__Job__: Repeat exactly the lines from the line containing "the jacket collar" to the last line of the listing, including both.

__Data supplied__:
╭──

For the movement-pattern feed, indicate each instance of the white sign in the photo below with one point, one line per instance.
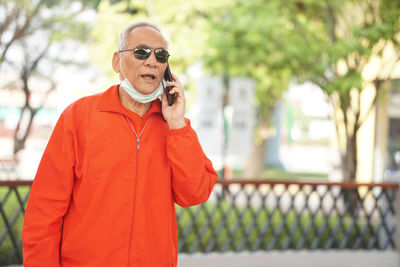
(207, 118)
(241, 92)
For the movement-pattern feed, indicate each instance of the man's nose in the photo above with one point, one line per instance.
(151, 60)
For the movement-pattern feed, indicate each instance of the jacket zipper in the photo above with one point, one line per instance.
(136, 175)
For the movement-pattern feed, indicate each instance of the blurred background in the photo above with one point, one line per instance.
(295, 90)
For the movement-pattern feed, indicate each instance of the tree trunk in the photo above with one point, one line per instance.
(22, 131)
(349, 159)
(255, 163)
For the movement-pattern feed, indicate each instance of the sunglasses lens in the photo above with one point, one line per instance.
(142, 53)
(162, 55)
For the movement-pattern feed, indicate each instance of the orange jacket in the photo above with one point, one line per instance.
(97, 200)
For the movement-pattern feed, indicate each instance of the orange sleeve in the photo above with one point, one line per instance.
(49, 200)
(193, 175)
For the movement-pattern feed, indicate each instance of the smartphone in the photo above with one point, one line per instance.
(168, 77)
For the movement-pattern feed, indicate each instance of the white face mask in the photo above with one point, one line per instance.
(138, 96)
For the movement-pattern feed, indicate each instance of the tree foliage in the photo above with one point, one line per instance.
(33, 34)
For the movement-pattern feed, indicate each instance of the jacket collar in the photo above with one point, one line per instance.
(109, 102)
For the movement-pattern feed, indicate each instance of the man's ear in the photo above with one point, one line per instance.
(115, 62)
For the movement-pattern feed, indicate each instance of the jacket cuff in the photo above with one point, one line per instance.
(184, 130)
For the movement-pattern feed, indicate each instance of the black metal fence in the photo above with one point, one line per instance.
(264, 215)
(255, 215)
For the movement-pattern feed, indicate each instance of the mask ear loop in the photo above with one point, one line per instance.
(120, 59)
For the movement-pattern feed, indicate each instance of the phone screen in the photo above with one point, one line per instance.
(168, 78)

╰──

__Exercise result__:
For the movement-pattern feed, indicate each instance of the jacket collar in the photo above with one point, one line per instance.
(109, 102)
For the movement-pattern feed, indicate each instance of the man's ear in the photo above with one point, one line per instance.
(115, 62)
For the movement-pattern feed, indicate each instance of the jacket cuff in the photo above with one point, one line per instance.
(184, 130)
For the movement-pattern feed, indicate each instance of the black metal fence in the photo above with one point, one line per instance.
(264, 215)
(255, 215)
For the movement-pattern feed, indicate each instance of the mask ear loop in the photo above with one point, one line per instance.
(120, 59)
For the movement-pattern feed, indicate each instance of the phone screen in the photo above with one point, one line per instance.
(168, 78)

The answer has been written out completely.